▶ **Письменное задание 1**
Как, согласно фрагменту текста, называется статья Б. Эйхенбаума, в которой прослеживаются взгляды Пушкина на прозу?

Читать книгу Герменевтика русской литературы. Сборник статей - Ю. П. Бень - Страница 4
Роман Александра Пушкина «Дубровский»
ОглавлениеПетр создал войско, флот, науки, законы, но
не смог создать словесности, которая рождается
сама собой от своих собственных начал.
А. С. Пушкин
К концу 20-х годов 19 столетия на страницах русской печати и в личной переписке известных писателей живейшим образом обсуждается вопрос о дальнейших путях развития русской литературы. Главным предметом обсуждения становится художественная проза, так как именно здесь отставание русской словесности от мирового литературного процесса было наиболее очевидным. Так,
А. А. Бестужев-Марлинский, говоря об исторических трудах Н. Карамзина, подчеркивает: «Сими двумя томами началась и заключилась, однако ж изящная проза 1824 года. Да и вообще, до сих пор творения почтенного нашего историографа возвышаются подобно пирамидам на степи русской прозы, изредка оживляемой летучими журнальными бедуинами или тяжело движущимися караванами переводов» (1,560). Активное участие в дискуссии принимает А. С. Пушкин. В известной статье Б. Эйхенбаума «Путь Пушкина к прозе» подробно прослеживается взгляды писателя по этому вопросу. Основное стремление Пушкина выражается, прежде всего, в понимании того факта, что «русский стих исчерпал отпущенный ему запас традиций и возможностей, намеченный поэтами 18 века, что определенный стиховой цикл заканчивается» (2,216). Пушкину представляется, что только от прозаиков русский язык должен ожидать «европейской своей общежительности». Все основания утверждать подобное у великого русского поэта были, так как он сам к 1831 году сумел создать выдающиеся образцы всех стихотворных форм, в той числе и их вершину – роман в стихах. В своих многочисленных критических статьях Пушкин неизменно проводит мысль о недостаточной самобытности русской прозы и о скудности тех образцов западной литературы, которым она взялась подражать.
Также неоднократно Пушкин настаивает на имманентной сущности развития литературы. В статье «Мнение М. Е. Лобанова о духе словесности, как иностранной, так и отечественной» он пишет: «В словесности французской совершилась своя революция, чуждая политическому перевороту, ниспровергнувшему старинную монархию Людовика XIV. В самое мрачное время революции литература производила приторные, сентиментальные, нравоучительные книжки. Литературные чудовища начали появляться уже в последнее время кроткого и благочестивого восстановления. Начало сему явлению надо искать в самой литературе (3,123—124). Настаивая на собственной «литературной памяти» (выражение М. Бахтина), Пушкин и в прозе обращается к известной романной жанровой форме – к роману о благородном разбойнике.

▶ **Письменное задание 2**
Приведите строки записей начиная со строки с «Q: Put a point on each instance of the car tire» и вплоть до строки с «x=643 y=568», подставив «steel pole» вместо «metal pole». Всё остальное в них оставьте без изменений.

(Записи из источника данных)
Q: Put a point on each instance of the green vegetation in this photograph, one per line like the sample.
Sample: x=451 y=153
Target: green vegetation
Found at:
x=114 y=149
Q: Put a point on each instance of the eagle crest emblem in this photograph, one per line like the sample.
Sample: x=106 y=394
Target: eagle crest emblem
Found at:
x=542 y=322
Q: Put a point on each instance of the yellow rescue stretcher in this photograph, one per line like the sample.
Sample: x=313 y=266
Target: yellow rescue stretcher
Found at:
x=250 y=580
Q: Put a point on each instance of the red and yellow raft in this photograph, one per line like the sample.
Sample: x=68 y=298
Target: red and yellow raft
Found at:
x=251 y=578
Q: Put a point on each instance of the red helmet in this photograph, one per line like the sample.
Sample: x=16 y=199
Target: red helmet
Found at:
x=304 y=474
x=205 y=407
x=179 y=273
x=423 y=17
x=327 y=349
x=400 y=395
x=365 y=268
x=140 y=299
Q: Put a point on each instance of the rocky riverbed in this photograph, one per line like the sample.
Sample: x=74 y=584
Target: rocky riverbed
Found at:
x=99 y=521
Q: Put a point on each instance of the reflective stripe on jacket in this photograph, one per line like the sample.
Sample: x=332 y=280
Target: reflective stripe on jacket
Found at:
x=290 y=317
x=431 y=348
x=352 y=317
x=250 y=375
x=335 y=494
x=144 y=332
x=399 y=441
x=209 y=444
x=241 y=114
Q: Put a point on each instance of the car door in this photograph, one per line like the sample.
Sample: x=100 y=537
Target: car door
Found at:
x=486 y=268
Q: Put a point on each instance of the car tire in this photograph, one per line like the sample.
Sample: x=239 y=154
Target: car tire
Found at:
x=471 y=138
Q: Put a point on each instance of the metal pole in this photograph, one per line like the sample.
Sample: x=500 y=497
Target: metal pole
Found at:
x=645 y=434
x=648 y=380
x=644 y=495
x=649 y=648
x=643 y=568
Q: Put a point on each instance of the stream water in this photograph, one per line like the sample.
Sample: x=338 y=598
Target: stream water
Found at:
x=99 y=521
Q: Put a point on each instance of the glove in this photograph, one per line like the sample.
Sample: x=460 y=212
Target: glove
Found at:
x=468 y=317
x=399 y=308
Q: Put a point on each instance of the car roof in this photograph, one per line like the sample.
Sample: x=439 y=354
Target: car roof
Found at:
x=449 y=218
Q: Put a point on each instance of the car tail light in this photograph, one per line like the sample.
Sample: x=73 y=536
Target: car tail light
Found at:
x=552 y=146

▶ **Ответ 1**
«Путь Пушкина к прозе».

▶ **Ответ 2**
Q: Put a point on each instance of the car tire in this photograph, one per line like the sample.
Sample: x=239 y=154
Target: car tire
Found at:
x=471 y=138
Q: Put a point on each instance of the steel pole in this photograph, one per line like the sample.
Sample: x=500 y=497
Target: steel pole
Found at:
x=645 y=434
x=648 y=380
x=644 y=495
x=649 y=648
x=643 y=568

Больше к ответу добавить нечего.